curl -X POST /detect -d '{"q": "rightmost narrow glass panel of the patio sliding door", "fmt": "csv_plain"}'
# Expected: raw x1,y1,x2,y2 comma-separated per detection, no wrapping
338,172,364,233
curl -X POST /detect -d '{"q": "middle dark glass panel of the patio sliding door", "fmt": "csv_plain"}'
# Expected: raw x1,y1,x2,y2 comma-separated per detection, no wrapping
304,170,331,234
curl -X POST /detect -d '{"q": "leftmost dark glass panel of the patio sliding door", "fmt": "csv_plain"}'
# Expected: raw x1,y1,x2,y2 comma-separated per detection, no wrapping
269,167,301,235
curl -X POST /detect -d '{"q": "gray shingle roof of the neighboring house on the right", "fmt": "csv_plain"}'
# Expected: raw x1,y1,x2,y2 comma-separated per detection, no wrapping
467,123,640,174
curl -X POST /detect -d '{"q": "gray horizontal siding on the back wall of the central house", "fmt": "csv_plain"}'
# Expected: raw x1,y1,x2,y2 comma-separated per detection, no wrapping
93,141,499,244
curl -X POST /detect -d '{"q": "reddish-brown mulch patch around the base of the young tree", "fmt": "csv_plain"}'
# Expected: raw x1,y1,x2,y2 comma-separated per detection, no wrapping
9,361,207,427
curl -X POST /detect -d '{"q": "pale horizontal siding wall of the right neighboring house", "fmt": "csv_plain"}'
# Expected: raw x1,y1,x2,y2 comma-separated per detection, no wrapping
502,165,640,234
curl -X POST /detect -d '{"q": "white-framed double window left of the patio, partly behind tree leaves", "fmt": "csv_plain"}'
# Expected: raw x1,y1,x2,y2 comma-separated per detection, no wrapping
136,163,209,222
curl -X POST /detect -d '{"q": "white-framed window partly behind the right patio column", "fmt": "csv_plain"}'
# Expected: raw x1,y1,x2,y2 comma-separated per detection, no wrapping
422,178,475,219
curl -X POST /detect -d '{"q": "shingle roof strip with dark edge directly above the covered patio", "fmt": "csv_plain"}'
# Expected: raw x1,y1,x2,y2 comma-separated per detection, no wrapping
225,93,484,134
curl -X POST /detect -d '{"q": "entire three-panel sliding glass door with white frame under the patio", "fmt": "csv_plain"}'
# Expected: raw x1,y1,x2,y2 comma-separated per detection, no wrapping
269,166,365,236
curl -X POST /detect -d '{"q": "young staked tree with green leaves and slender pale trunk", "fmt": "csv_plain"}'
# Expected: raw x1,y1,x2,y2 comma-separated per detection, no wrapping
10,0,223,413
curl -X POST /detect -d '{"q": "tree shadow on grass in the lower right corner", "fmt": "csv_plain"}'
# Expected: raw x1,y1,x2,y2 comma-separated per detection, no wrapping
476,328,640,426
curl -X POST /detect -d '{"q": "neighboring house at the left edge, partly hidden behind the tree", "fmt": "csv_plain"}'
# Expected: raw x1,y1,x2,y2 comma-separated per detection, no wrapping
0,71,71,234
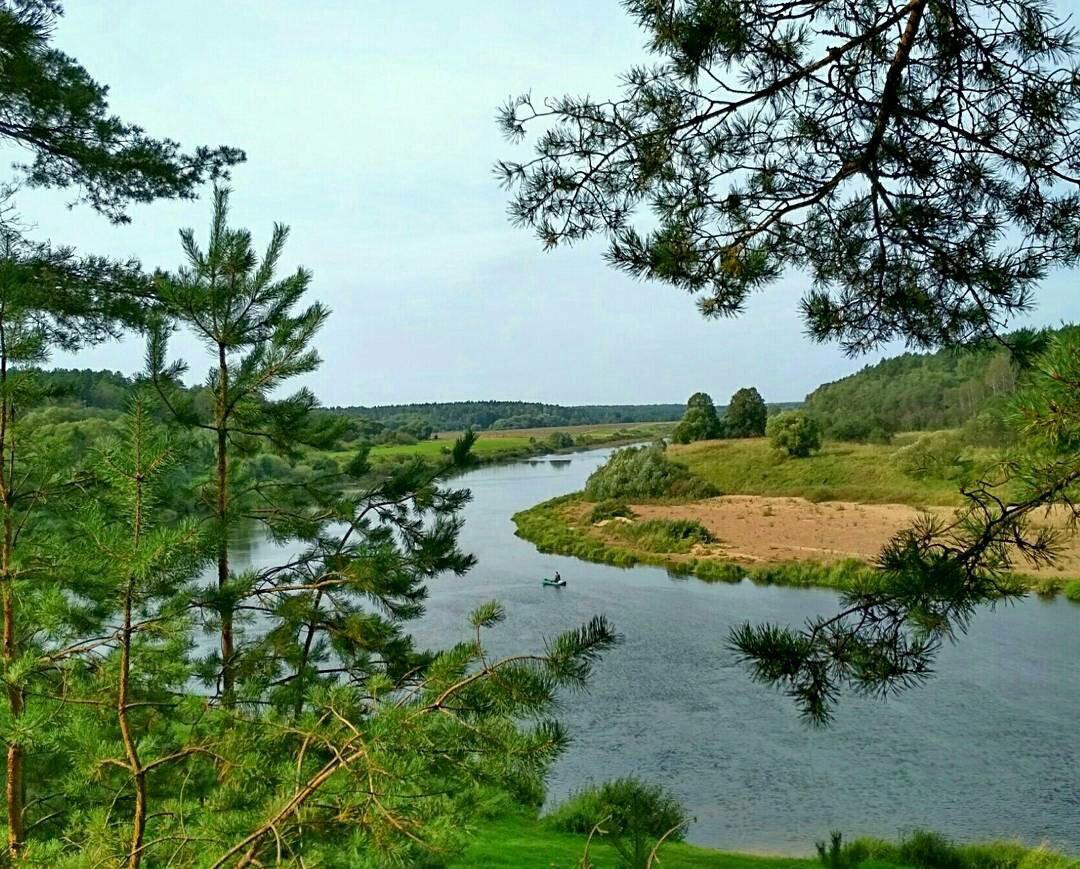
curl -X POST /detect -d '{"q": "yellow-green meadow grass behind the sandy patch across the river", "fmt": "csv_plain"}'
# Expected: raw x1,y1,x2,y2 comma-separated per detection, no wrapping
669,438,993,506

◇ ◇ ◇

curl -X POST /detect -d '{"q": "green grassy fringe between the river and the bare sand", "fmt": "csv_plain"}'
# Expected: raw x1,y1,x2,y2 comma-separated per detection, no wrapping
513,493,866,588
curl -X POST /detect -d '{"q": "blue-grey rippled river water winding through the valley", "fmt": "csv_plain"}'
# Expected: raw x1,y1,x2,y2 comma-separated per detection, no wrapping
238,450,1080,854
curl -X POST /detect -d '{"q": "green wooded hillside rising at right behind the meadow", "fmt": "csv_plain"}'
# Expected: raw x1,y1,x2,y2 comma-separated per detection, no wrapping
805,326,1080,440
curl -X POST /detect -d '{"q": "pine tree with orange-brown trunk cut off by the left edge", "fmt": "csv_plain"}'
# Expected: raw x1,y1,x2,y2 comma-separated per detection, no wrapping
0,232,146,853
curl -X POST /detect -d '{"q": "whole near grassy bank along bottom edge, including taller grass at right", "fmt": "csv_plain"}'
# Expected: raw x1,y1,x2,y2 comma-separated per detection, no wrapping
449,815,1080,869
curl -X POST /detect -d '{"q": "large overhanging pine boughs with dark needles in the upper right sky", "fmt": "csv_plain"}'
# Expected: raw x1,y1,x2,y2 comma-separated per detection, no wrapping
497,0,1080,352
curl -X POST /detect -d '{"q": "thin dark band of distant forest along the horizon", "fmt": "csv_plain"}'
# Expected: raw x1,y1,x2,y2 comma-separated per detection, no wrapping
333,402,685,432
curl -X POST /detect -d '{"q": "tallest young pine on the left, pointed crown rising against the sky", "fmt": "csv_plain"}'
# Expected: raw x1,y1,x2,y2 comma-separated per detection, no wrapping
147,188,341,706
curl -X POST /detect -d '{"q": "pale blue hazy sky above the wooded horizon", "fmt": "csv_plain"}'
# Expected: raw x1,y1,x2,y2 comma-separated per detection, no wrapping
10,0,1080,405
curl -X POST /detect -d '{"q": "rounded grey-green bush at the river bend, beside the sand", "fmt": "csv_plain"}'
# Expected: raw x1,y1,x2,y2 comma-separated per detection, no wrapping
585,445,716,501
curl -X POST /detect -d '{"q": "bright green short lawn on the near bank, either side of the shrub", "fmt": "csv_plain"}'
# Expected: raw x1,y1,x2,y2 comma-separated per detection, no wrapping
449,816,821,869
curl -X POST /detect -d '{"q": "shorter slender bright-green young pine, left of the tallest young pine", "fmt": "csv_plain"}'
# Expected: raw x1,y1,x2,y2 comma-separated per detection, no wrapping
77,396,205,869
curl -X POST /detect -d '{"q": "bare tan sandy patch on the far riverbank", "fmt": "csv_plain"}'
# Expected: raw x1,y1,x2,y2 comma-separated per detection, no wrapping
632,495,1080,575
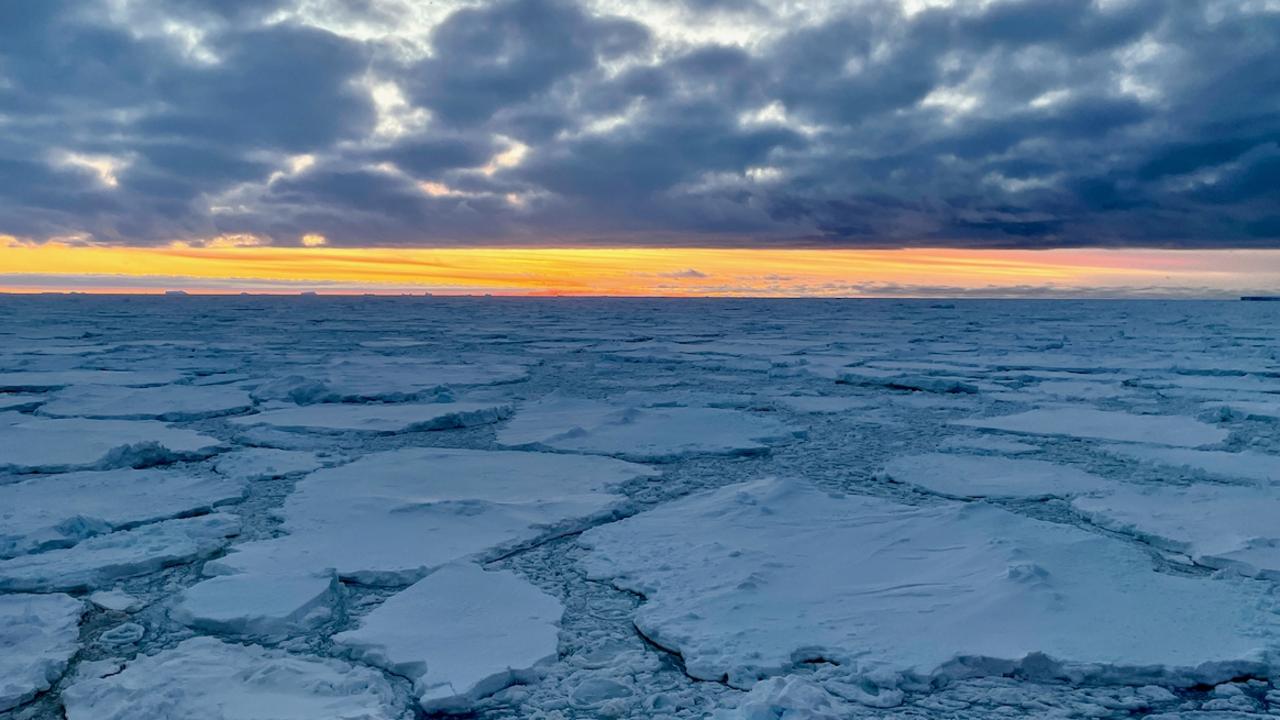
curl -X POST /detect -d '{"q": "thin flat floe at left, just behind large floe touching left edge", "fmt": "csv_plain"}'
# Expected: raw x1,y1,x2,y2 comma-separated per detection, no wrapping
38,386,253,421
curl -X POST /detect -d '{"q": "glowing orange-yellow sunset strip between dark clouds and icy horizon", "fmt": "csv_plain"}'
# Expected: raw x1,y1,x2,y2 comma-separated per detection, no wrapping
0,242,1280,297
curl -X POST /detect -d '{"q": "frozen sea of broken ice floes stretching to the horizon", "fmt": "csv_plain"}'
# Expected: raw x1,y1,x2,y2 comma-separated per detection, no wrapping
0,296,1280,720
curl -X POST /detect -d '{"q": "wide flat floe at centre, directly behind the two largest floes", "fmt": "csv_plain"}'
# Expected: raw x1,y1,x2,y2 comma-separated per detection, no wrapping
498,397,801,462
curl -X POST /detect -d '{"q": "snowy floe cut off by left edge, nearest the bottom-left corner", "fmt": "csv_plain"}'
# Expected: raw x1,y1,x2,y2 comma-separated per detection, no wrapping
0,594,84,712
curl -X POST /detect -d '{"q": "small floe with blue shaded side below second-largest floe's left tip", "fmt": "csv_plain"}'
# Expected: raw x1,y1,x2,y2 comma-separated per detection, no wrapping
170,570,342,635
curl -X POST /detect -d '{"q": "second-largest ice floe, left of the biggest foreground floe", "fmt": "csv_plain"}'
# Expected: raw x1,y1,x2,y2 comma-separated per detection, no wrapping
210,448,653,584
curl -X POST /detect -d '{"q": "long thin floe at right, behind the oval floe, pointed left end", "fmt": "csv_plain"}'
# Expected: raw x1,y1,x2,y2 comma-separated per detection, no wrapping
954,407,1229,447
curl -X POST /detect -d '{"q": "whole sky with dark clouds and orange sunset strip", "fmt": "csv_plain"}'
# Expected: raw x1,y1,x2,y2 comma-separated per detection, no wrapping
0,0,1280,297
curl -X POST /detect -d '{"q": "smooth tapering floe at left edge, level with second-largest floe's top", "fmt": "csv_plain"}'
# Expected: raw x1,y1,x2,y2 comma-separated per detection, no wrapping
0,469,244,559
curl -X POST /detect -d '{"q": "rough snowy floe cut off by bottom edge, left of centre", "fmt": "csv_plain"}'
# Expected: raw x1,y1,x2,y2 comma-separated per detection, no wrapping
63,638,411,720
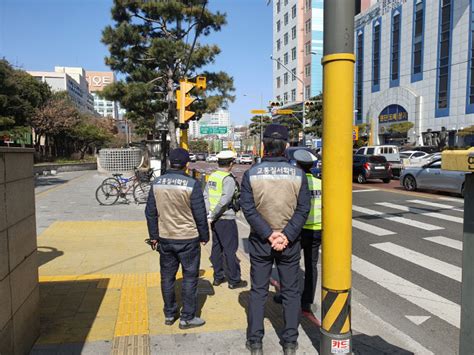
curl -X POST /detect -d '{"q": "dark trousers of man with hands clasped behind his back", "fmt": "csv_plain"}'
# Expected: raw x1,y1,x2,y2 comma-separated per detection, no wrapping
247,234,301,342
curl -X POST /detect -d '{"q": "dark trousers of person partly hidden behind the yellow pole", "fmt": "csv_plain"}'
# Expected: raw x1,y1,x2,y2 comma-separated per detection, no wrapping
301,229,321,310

◇ ◇ ◇

▶ YOUR INSTRUCTIONS
Go through the listing above and copy each line where the string "clouds" appears.

▶ RESPONSE TO THE TASK
curl -X POST /detect -d '{"q": "glowing orange-yellow sunset strip between dark clouds and icy horizon", "fmt": "csv_plain"}'
curl -X POST /detect -d '{"q": "whole sky with dark clouds and orange sunset strip", "fmt": "csv_plain"}'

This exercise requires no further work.